That whosoever believeth on him may not perish. It is a remarkable commendation of faith, that it frees us from everlasting destruction. For he intended expressly to state that, though we appear to have been born to death, undoubted deliverance is offered to us by the faith of Christ; and, therefore, that we ought not to fear death, which otherwise hangs over us. And he has employed the universal term whosoever, both to invite all indiscriminately to partake of life, and to cut off every excuse from unbelievers. Such is also the import of the term World, which he formerly used; for though nothing will be found in the world that is worthy of the favor of God, yet he shows himself to be reconciled to the whole world, when he invites all men without exception to the faith of Christ, which is nothing else than an entrance into life.   (bold indicates italics in the original, underlining indicates what I wish to emphasize).

 

Calvin went on to mention election in the sentence that immediately follows this quotation, but unlike many of his followers he had the good sense not to force its intrusion into the meaning of the universal terms within the verse.

## Dataset entries

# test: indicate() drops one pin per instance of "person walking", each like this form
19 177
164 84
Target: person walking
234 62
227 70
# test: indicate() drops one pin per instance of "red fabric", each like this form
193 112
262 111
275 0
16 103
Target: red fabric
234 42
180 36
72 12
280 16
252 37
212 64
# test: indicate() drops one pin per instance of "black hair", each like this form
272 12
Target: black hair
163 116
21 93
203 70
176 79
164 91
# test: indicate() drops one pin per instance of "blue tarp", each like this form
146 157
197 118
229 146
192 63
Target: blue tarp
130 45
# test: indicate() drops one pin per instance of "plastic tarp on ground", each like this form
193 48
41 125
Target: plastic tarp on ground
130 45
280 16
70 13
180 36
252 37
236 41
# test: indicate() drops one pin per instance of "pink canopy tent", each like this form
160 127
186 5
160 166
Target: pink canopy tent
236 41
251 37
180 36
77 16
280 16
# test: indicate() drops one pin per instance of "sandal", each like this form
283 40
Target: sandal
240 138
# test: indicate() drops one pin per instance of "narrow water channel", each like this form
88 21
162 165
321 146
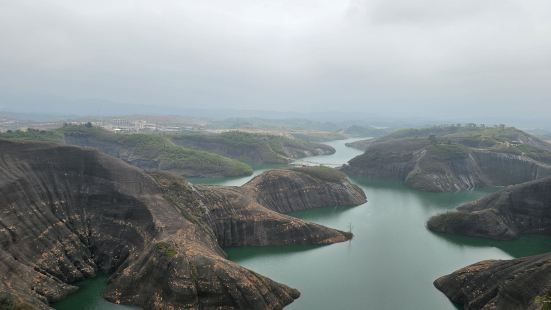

## Task requirements
a: In the passage about Calvin and the word "whosoever," what two purposes does the universal term "whosoever" serve?
b: Resume the passage about Calvin and the word "whosoever," picking up after its final sentence.

## Answers by task
a: It invites all indiscriminately to partake of life and cuts off every excuse from unbelievers.

b:
The next controversy that we shall look at pertains to the word μονογενῆ.   It is the singular masculine accusative form of μονογενής, a third declension adjective belonging to a class of adjectives that are highly irregular even for the third declension.  This is the word translated “only-begotten” in the Authorized Bible.   A great many today insist that this is a mistranslation and modern versions tend to use “only”, “one of a kind” or “unique” in place of “only-begotten”.   I have addressed this in the past in the context of discussing the closely related contemporary theological problem in which many recent prominent evangelical leaders have denied the doctrines of the Eternal Generation and Eternal Sonship of Jesus Christ and taught instead Incarnational Sonship while claiming to be sound Trinitarians, a problem compounded by the fact that an even larger number of evangelical leaders who do not reject Eternal Generation and Sonship have nevertheless accepted the claims of the Incarnational Sonship teachers to be orthodox Trinitarians.   The Eternal Sonship of Jesus Christ is part of the orthodox doctrine of the Trinity, of course.   The doctrine of the Holy Trinity is not merely that the three co-equal, co-eternal, Persons of Father, Son and Holy Spirit are One in Being, but Three in Person, so that as Persons they are distinct from each other, but each is fully God, and the same One God as the other two.   It is also that the three have distinct relations to each other.   None of the three are created, all have no chronological beginning but are co-eternal, however, the Father is neither begotten nor does He proceed from another Person, whereas the Son is begotten of the Father (eternally, not in a moment of time to which there was a before), and the Holy Ghost proceeds in a manner distinct from what the Son’s being begotten denotes from the Father (the entire Church affirms this, the Western Church adds “and the Son” which the Eastern Church considers to be heresy).   If you fail to see the importance of this, note that Incarnational Sonship, taught by the late Walter Martin, and John F. MacArthur Jr. before he recanted, confuses the Persons of the Trinity.   The Agent in the Incarnation is identified in the Gospels of SS Matthew and Luke as the Holy Ghost, and if Jesus’ being the Son is due to the Incarnation and not to His eternal pre-Incarnation relationship with the Father, that makes the Holy Ghost the Father.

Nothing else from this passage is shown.